**Directive:** Reproduce the lines of the records from the very first one through the line containing "rings combine even-odd", including both ends. Leave the pictures out of your copy.

═══ Recorded data ═══

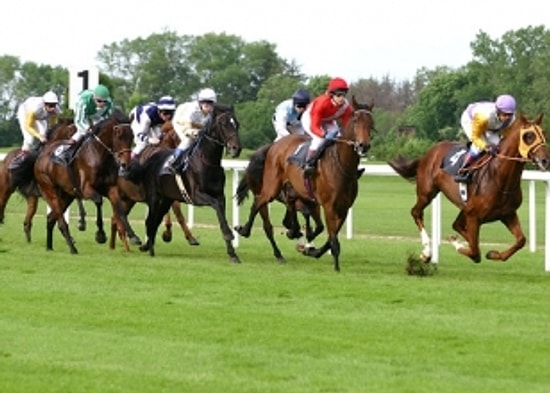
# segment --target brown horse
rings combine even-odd
[[[426,154],[414,160],[399,157],[389,165],[402,177],[416,181],[416,203],[411,209],[423,245],[420,257],[429,262],[432,257],[431,240],[424,228],[424,209],[442,192],[460,209],[453,229],[468,243],[461,244],[456,237],[451,242],[457,251],[474,262],[481,261],[479,229],[487,222],[500,221],[514,235],[516,242],[505,251],[489,251],[487,259],[506,261],[525,245],[517,209],[522,203],[521,174],[526,162],[533,162],[539,169],[547,170],[550,154],[540,126],[542,114],[530,121],[520,114],[504,131],[499,144],[499,154],[484,156],[473,173],[472,183],[459,185],[453,175],[443,169],[445,157],[461,147],[458,142],[440,142]],[[460,188],[466,188],[467,197]]]
[[[46,133],[47,143],[68,139],[75,132],[75,127],[72,119],[61,119],[55,126]],[[21,152],[20,148],[11,150],[5,157],[3,165],[0,166],[0,223],[4,222],[5,209],[11,195],[18,191],[27,202],[27,211],[23,221],[23,231],[27,242],[31,241],[32,219],[38,208],[38,198],[40,191],[34,181],[33,166],[38,156],[38,152],[43,148],[40,145],[37,152],[30,152],[25,161],[18,169],[10,170],[9,166],[13,159]],[[78,229],[86,229],[84,206],[82,201],[78,199],[79,207],[79,222]]]
[[[157,151],[161,149],[174,149],[178,146],[179,143],[180,139],[174,131],[174,128],[172,127],[172,122],[166,122],[161,127],[160,142],[158,143],[158,145],[148,145],[143,150],[143,152],[139,155],[138,166],[144,165],[147,159]],[[132,171],[132,168],[130,168],[130,171]],[[120,189],[120,196],[122,198],[122,202],[124,203],[124,208],[127,215],[130,213],[136,202],[145,202],[145,189],[143,184],[137,185],[136,183],[119,176],[118,187]],[[198,246],[199,241],[195,238],[195,236],[187,226],[185,217],[181,212],[181,203],[179,201],[174,201],[172,203],[172,212],[176,216],[176,219],[180,224],[180,227],[185,235],[185,238],[187,239],[187,242],[192,246]],[[115,236],[117,231],[117,227],[115,224],[116,221],[111,221],[111,240],[109,243],[111,249],[115,248]],[[164,216],[164,225],[165,229],[162,233],[162,239],[165,242],[170,242],[172,240],[172,219],[170,217],[170,212],[166,213],[166,215]],[[142,243],[139,237],[131,228],[130,232],[128,233],[128,237],[130,238],[130,241],[134,244]]]
[[[243,177],[239,181],[237,190],[235,193],[237,204],[242,205],[246,197],[248,197],[248,191],[252,191],[254,198],[260,193],[262,189],[262,174],[265,169],[265,158],[268,150],[273,144],[264,145],[256,150],[248,162],[248,166],[244,171]],[[301,248],[305,245],[301,245],[301,238],[304,236],[300,223],[298,222],[297,212],[300,211],[305,219],[305,238],[308,243],[312,242],[317,235],[319,235],[325,229],[323,221],[321,219],[321,208],[316,201],[310,198],[302,199],[294,191],[289,183],[285,183],[281,193],[277,196],[276,200],[286,206],[285,216],[283,218],[283,226],[287,229],[286,236],[289,239],[298,239],[297,247]],[[254,205],[251,206],[254,209]],[[274,242],[273,226],[268,216],[267,205],[263,206],[259,212],[262,217],[263,229],[266,237],[271,243],[273,249],[273,255],[278,262],[285,262],[285,258],[281,253],[281,250]],[[315,222],[315,229],[311,226],[311,219]],[[252,223],[250,223],[252,224]],[[241,236],[249,237],[252,228],[250,226],[241,226],[236,229]]]
[[[130,161],[130,148],[133,140],[128,118],[121,112],[96,124],[77,150],[74,160],[68,166],[52,161],[53,152],[64,142],[54,142],[39,154],[34,175],[44,199],[51,211],[47,217],[46,249],[53,249],[53,227],[58,223],[71,253],[78,251],[63,212],[75,198],[91,199],[98,209],[98,220],[101,217],[103,196],[106,196],[113,207],[119,233],[128,231],[128,220],[120,203],[117,187],[118,167]],[[101,224],[102,221],[98,221]],[[128,241],[123,239],[125,249],[129,250]]]
[[[368,152],[371,133],[374,130],[373,105],[359,104],[353,98],[352,106],[354,112],[349,124],[334,143],[326,148],[317,162],[316,173],[309,180],[304,179],[303,170],[299,165],[288,160],[296,151],[307,150],[307,146],[304,145],[309,143],[309,137],[289,135],[273,144],[265,158],[265,169],[260,174],[262,179],[257,179],[262,187],[255,197],[248,221],[243,226],[235,228],[239,234],[246,237],[250,233],[254,218],[262,209],[262,217],[267,220],[267,223],[264,221],[264,230],[266,227],[271,228],[269,212],[265,210],[265,206],[276,199],[283,187],[289,183],[300,198],[314,201],[323,208],[328,231],[328,239],[320,248],[306,248],[303,254],[319,258],[330,249],[334,270],[340,271],[338,233],[357,197],[359,159]],[[272,246],[276,247],[273,231],[266,231],[266,235]]]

═══

**In response:**
# segment --target brown horse
rings combine even-odd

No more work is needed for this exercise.